> _Work instruction_
Starting from the first line, transcribe the whole listing exactly.

> _Study material_
* * * * * * * * *
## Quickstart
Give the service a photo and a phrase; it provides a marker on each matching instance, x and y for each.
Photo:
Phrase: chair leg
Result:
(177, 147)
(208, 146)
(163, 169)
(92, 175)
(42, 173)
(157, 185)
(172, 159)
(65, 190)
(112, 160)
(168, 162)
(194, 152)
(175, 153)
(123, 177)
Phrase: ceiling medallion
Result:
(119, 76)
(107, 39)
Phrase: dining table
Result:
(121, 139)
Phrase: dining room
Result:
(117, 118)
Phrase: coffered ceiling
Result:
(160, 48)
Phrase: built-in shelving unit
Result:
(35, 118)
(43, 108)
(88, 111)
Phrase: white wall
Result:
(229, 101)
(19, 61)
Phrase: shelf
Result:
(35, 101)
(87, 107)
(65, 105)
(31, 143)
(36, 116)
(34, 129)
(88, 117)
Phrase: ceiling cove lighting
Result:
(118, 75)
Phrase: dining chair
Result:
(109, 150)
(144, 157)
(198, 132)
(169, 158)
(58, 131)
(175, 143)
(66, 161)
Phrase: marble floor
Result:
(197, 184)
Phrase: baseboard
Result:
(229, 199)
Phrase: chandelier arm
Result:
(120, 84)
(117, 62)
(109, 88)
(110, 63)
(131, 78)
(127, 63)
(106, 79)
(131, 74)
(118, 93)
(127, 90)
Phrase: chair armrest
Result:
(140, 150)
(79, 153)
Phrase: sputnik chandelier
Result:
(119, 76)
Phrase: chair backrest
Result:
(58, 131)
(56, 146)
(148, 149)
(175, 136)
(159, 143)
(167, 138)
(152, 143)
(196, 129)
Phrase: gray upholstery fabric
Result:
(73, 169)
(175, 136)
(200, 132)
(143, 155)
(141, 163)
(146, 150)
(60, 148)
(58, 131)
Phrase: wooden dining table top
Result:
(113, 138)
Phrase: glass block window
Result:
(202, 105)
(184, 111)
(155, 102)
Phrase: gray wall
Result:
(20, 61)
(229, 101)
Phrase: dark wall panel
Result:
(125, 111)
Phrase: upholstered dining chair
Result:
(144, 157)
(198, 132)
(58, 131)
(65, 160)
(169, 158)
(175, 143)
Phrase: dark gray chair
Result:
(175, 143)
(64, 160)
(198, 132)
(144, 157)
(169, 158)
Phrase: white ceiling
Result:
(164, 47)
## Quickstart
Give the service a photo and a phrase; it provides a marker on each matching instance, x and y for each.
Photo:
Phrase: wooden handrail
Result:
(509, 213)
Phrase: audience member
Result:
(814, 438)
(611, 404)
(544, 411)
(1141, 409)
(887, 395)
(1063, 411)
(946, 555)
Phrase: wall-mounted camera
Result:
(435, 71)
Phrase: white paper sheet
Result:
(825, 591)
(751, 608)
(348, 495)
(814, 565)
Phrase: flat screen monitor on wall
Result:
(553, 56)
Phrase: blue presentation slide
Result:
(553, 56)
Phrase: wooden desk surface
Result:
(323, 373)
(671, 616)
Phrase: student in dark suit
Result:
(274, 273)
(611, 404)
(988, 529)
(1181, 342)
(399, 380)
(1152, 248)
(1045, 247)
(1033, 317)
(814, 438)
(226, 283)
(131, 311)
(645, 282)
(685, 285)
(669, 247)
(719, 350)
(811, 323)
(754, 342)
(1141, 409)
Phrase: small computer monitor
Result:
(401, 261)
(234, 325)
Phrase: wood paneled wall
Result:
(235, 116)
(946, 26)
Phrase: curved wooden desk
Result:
* * * * * * * * *
> _Answer section_
## Quickstart
Give the service a photo and a phrase; it provides a marker on each matching instance, x and y for each.
Photo:
Phrase: chair leg
Result:
(177, 147)
(208, 146)
(163, 169)
(92, 175)
(42, 173)
(157, 185)
(172, 159)
(65, 190)
(112, 160)
(168, 162)
(194, 152)
(175, 153)
(123, 177)
Phrase: ceiling medallion
Result:
(119, 76)
(107, 39)
Phrase: dining table
Result:
(121, 139)
Phrase: dining room
Result:
(117, 118)
Phrase: coffered ceiling
Result:
(160, 48)
Phrase: built-in shelving unit
Result:
(35, 118)
(43, 108)
(88, 111)
Phrase: white wall
Result:
(229, 101)
(19, 61)
Phrase: shelf
Result:
(35, 101)
(87, 107)
(65, 105)
(31, 143)
(36, 116)
(34, 129)
(88, 117)
Phrase: ceiling cove lighting
Result:
(118, 75)
Phrase: dining chair
Result:
(109, 150)
(144, 157)
(198, 132)
(169, 158)
(58, 131)
(175, 143)
(66, 161)
Phrase: marble floor
Result:
(197, 184)
Phrase: baseboard
Result:
(229, 199)
Phrase: chandelier arm
Result:
(120, 84)
(117, 62)
(109, 88)
(110, 63)
(131, 78)
(127, 63)
(106, 79)
(131, 74)
(118, 93)
(127, 90)
Phrase: chair armrest
Result:
(140, 150)
(79, 153)
Phrase: sputnik chandelier
Result:
(119, 76)
Phrase: chair backrest
Result:
(58, 131)
(56, 146)
(148, 149)
(175, 136)
(159, 143)
(167, 138)
(152, 143)
(196, 129)
Phrase: gray upholstery fabric
Result:
(73, 169)
(175, 136)
(200, 132)
(143, 155)
(141, 163)
(146, 150)
(60, 148)
(58, 131)
Phrase: wooden dining table top
Result:
(113, 138)
Phrase: glass block window
Result:
(202, 105)
(184, 111)
(155, 102)
Phrase: gray wall
Result:
(20, 61)
(229, 101)
Phrase: dark wall panel
Result:
(125, 111)
Phrase: upholstered dining chair
Result:
(144, 157)
(198, 132)
(58, 131)
(65, 160)
(169, 158)
(175, 143)
Phrase: dark gray chair
Result:
(175, 143)
(64, 160)
(198, 132)
(144, 157)
(169, 158)
Phrase: white ceiling
Result:
(164, 47)
## Quickstart
Give the service a photo and a phrase; it provides a marker on each matching instance, x and y for each.
Photo:
Phrase: wooden handrail
Result:
(509, 213)
Phrase: audience member
Result:
(814, 438)
(611, 404)
(544, 411)
(1141, 409)
(887, 395)
(1063, 411)
(946, 555)
Phrase: wall-mounted camera
Result:
(435, 71)
Phrase: white paper sheet
Result:
(825, 591)
(751, 608)
(348, 495)
(814, 565)
Phrase: flat screen monitor on wall
Result:
(553, 56)
Phrase: blue presentation slide
Result:
(553, 56)
Phrase: wooden desk surface
Result:
(323, 373)
(671, 616)
Phrase: student in dark suit
Result:
(274, 273)
(611, 404)
(988, 529)
(1181, 342)
(399, 380)
(1152, 248)
(1045, 247)
(1033, 317)
(814, 438)
(226, 283)
(131, 311)
(645, 282)
(685, 285)
(669, 247)
(719, 350)
(811, 323)
(754, 342)
(1141, 409)
Phrase: small computer monitor
Result:
(401, 261)
(234, 325)
Phrase: wood paneled wall
Result:
(235, 116)
(946, 26)
Phrase: curved wooden desk
Result:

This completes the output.